**TASK DESCRIPTION:**
Can you render every line of the items below as a JSON list of strings, one string per line, with blank lines and the pictures left out?

**DATA PROVIDED:**
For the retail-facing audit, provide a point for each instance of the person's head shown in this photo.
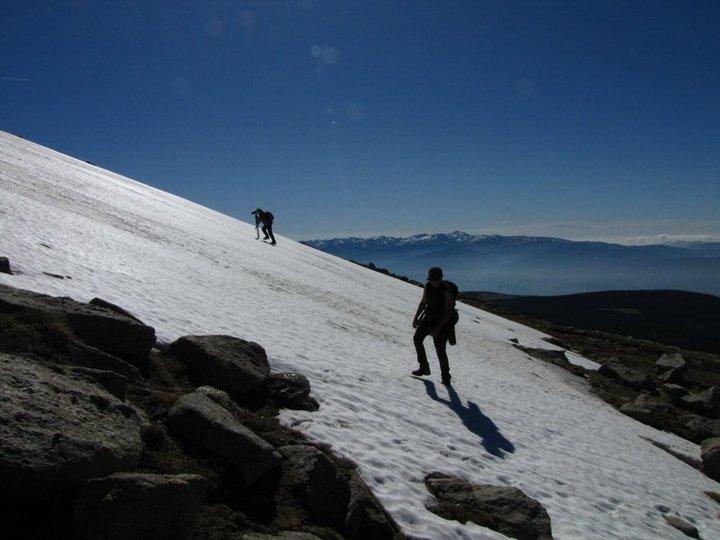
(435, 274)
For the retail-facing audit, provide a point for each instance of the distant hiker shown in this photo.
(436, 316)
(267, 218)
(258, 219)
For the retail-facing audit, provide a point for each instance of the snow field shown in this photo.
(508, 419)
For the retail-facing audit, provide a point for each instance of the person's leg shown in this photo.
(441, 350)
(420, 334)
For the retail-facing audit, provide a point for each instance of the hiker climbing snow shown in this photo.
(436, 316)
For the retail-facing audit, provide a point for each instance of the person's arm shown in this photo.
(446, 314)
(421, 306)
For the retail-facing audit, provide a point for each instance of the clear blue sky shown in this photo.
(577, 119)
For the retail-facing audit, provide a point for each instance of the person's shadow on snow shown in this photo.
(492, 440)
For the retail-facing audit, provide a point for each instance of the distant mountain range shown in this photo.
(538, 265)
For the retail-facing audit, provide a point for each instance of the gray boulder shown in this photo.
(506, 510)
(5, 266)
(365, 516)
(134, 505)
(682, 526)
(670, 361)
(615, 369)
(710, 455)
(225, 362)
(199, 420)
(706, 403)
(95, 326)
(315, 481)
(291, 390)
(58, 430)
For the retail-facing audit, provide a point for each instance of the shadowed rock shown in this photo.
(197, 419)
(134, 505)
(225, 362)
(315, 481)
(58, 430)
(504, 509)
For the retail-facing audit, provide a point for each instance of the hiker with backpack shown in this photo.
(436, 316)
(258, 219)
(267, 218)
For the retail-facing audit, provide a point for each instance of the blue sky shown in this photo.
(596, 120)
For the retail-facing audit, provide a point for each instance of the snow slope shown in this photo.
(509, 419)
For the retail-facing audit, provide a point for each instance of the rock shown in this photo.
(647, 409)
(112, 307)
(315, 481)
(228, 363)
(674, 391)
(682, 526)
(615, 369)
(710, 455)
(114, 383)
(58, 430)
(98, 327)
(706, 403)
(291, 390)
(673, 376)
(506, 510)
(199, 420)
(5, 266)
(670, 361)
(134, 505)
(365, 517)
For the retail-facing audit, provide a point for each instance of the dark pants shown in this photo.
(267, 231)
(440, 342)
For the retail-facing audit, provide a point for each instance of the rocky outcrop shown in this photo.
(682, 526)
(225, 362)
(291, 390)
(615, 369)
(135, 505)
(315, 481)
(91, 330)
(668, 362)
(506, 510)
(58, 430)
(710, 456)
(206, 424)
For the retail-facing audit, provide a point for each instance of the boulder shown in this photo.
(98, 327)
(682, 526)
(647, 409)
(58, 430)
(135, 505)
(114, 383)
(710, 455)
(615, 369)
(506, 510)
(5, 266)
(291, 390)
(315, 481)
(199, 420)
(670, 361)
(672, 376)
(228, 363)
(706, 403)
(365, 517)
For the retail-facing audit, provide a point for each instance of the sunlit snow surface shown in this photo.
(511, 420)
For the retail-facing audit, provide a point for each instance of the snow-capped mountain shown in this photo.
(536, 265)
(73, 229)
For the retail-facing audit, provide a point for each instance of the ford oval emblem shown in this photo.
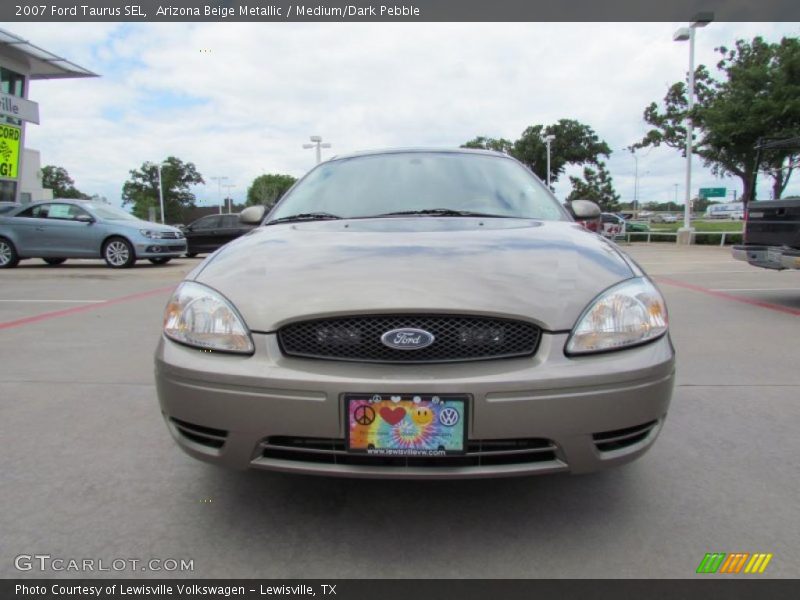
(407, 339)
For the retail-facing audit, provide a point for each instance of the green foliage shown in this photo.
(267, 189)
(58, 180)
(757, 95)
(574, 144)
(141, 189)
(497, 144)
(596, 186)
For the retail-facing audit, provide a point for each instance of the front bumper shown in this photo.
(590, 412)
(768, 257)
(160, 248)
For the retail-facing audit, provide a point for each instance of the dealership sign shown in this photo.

**EXERCISE ANSWER:**
[
  "For the retail-facing audit, provide a point for each instance of the person's head shown in this photo.",
  "(435, 274)",
  "For the retail-facing audit, provide a point for each instance of the distant hiker shown in this photo.",
  "(436, 316)",
  "(267, 218)",
  "(258, 219)",
  "For the retail-facing audit, provide a point for each instance of the snow field shown in this photo.",
  "(508, 419)",
  "For the retail-facing audit, provide a point for each instance of the person's leg shown in this photo.",
  "(441, 350)",
  "(420, 334)",
  "For the retail-facing audit, provide a point for each instance of the hiker climbing snow shown in this photo.",
  "(436, 316)",
  "For the retail-facing audit, provide a point for each instance of the person's arm shown in this photo.",
  "(446, 314)",
  "(421, 306)",
  "For the retail-facing audit, provide a point for each instance of the clear blue sky shown in this photo.",
  "(577, 119)",
  "For the retail-facing audit, provide a point for each instance of the person's shadow on snow shown in this photo.",
  "(492, 440)",
  "For the retail-facing audit, provide a point for each instance of the distant mountain range shown in this photo.",
  "(538, 265)",
  "For the retail-facing audit, provide a point for each instance of the gray boulder shown in this photo.",
  "(506, 510)",
  "(5, 266)",
  "(365, 516)",
  "(134, 505)",
  "(682, 526)",
  "(670, 361)",
  "(615, 369)",
  "(710, 455)",
  "(225, 362)",
  "(199, 420)",
  "(706, 403)",
  "(95, 326)",
  "(315, 481)",
  "(291, 390)",
  "(58, 430)",
  "For the retail-facing audit, provide a point for each instance of the shadowed rock shown in this photo.",
  "(197, 419)",
  "(134, 505)",
  "(225, 362)",
  "(315, 481)",
  "(58, 430)",
  "(504, 509)",
  "For the retail-facing audit, provide a point for each instance of the hiker with backpack shown in this photo.",
  "(436, 316)",
  "(258, 219)",
  "(267, 218)",
  "For the retail-facing audit, provide a point for each instance of the blue sky shown in this photo.",
  "(596, 120)",
  "For the retail-facing audit, provide a point for each instance of the snow slope shown in this photo.",
  "(509, 419)",
  "For the retail-facing audit, provide a point for each instance of the rock shown in this photo.",
  "(647, 409)",
  "(112, 307)",
  "(315, 481)",
  "(228, 363)",
  "(674, 391)",
  "(682, 526)",
  "(615, 369)",
  "(710, 455)",
  "(114, 383)",
  "(58, 430)",
  "(98, 327)",
  "(706, 403)",
  "(291, 390)",
  "(673, 376)",
  "(506, 510)",
  "(199, 420)",
  "(5, 266)",
  "(670, 361)",
  "(134, 505)",
  "(365, 517)",
  "For the retail-facing audit, provide a point for each instance of the dark pants shown in this photo.",
  "(267, 231)",
  "(440, 342)",
  "For the retail-facing audit, provide a point for each instance of the rocky outcrop shown in this photo.",
  "(682, 526)",
  "(225, 362)",
  "(291, 390)",
  "(615, 369)",
  "(135, 505)",
  "(315, 481)",
  "(91, 330)",
  "(668, 362)",
  "(506, 510)",
  "(58, 430)",
  "(710, 456)",
  "(206, 424)",
  "For the retail-facing audit, provide a point for each instance of the boulder shown in this photo.",
  "(98, 327)",
  "(682, 526)",
  "(647, 409)",
  "(58, 430)",
  "(135, 505)",
  "(114, 383)",
  "(710, 455)",
  "(615, 369)",
  "(506, 510)",
  "(5, 266)",
  "(291, 390)",
  "(315, 481)",
  "(199, 420)",
  "(670, 361)",
  "(672, 376)",
  "(228, 363)",
  "(706, 403)",
  "(365, 517)",
  "For the retail-facing audit, provide a point for each instance of the sunlit snow surface shown in this photo.",
  "(511, 420)",
  "For the retail-facing audit, provide a point for each instance of the snow-capped mountain shown in this photo.",
  "(536, 265)",
  "(73, 229)",
  "For the retail-facing audit, provide a point for each instance of the ford oval emblem shown in this photo.",
  "(407, 339)",
  "For the retail-facing audit, provide a point for each instance of the green foliage shown in this photo.",
  "(267, 189)",
  "(58, 180)",
  "(757, 95)",
  "(574, 144)",
  "(141, 189)",
  "(497, 144)",
  "(596, 186)",
  "For the retail-facing audit, provide a point for each instance of the front bumper shown in this photo.",
  "(590, 412)",
  "(768, 257)",
  "(160, 248)",
  "For the retail-facing audit, provide a point for each instance of the dealership sign shown in this photo."
]